- Problem to work on -
Copy out, from the entries below, each line that holds the string "rescue".

- Exercise inputs -
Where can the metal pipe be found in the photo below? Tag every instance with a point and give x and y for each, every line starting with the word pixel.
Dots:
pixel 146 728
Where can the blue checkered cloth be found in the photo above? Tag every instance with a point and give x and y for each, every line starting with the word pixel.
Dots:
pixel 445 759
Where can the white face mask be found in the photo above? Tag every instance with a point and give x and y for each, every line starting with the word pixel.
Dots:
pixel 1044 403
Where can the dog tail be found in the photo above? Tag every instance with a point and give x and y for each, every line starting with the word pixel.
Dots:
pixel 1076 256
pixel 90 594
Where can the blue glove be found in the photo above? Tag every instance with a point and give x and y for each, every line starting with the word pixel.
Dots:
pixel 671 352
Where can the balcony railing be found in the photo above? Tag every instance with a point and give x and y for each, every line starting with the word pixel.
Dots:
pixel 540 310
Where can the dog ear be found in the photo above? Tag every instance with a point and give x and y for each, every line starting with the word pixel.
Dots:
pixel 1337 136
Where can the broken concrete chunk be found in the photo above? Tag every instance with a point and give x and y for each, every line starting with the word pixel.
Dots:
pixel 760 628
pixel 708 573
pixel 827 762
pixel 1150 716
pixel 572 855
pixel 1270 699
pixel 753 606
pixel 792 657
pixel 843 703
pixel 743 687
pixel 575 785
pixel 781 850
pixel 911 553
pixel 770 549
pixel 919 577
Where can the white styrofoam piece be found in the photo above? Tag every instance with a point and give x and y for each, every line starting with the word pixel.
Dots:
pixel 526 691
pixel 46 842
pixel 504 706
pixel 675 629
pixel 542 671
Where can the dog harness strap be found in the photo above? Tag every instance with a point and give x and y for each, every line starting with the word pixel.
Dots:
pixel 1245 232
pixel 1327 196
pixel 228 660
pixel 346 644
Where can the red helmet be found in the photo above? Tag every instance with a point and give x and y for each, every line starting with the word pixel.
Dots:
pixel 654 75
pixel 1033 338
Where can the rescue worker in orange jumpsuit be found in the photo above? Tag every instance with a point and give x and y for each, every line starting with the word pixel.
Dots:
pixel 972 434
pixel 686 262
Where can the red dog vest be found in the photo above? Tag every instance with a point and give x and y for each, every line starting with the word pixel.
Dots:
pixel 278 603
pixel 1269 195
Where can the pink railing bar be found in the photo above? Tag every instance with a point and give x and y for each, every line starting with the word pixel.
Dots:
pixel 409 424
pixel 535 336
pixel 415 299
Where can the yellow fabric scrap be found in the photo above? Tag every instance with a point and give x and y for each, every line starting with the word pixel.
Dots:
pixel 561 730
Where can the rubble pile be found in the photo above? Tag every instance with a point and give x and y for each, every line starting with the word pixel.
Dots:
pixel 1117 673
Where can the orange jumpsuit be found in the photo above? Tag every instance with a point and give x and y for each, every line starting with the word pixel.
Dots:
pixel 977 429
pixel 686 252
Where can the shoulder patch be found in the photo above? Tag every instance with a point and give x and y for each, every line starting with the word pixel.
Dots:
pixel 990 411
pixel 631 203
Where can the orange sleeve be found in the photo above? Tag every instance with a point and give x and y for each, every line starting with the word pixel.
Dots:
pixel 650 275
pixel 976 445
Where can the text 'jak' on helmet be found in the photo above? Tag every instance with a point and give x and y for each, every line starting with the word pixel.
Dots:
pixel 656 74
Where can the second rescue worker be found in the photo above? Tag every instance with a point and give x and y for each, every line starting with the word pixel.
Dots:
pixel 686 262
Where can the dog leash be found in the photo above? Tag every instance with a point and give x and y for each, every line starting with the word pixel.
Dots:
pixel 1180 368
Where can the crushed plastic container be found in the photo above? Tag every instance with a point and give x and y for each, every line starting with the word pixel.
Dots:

- Exercise output -
Where can the rescue worker in orange jumpsuit be found in the photo above? Tag every instance with a point and give x and y for each, every line starting with the word pixel.
Where can the second rescue worker be found in the photo above? Tag every instance with a point and give x and y for each, every line starting with the word pixel.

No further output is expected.